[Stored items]
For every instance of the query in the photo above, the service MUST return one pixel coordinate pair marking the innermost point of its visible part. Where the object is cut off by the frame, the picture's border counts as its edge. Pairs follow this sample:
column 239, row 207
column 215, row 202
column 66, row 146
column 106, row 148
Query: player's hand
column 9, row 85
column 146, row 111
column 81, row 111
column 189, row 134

* * *

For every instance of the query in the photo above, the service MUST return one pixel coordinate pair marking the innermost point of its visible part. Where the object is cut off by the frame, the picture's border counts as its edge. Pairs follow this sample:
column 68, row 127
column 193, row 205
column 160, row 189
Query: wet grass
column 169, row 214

* * *

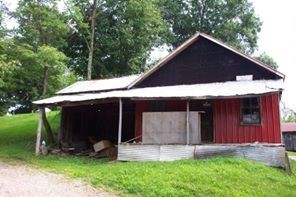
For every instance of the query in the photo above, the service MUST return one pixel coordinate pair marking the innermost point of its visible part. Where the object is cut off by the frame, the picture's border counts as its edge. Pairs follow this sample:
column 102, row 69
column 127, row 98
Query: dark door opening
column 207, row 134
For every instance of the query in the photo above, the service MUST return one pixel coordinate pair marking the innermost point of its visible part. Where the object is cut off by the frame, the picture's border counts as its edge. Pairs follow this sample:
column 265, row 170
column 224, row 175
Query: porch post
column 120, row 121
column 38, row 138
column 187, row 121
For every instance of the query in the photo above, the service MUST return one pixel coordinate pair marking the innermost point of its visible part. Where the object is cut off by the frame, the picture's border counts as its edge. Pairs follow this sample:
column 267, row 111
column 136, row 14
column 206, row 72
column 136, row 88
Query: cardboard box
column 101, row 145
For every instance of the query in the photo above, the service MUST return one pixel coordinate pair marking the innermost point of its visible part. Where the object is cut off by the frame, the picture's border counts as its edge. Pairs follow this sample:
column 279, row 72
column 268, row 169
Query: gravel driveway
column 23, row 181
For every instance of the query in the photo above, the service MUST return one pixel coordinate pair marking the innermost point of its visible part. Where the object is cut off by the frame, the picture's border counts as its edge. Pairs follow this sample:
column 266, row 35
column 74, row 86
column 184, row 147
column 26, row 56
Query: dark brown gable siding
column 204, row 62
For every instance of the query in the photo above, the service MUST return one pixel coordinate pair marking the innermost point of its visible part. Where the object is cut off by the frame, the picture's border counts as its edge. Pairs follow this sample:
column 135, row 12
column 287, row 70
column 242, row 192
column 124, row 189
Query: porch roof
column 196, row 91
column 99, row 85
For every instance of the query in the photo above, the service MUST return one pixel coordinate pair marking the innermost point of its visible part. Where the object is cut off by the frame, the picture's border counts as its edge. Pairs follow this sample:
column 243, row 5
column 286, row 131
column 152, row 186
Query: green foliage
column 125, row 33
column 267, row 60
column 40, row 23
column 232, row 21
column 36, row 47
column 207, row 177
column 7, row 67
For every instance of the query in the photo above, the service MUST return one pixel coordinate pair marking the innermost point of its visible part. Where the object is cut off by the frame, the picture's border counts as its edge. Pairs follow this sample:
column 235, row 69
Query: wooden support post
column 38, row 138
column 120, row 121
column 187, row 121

## Work to do
Please return every line of the items above that contains the string "dark". Case counts.

## The result
Query: dark door opening
Query: dark brown gable siding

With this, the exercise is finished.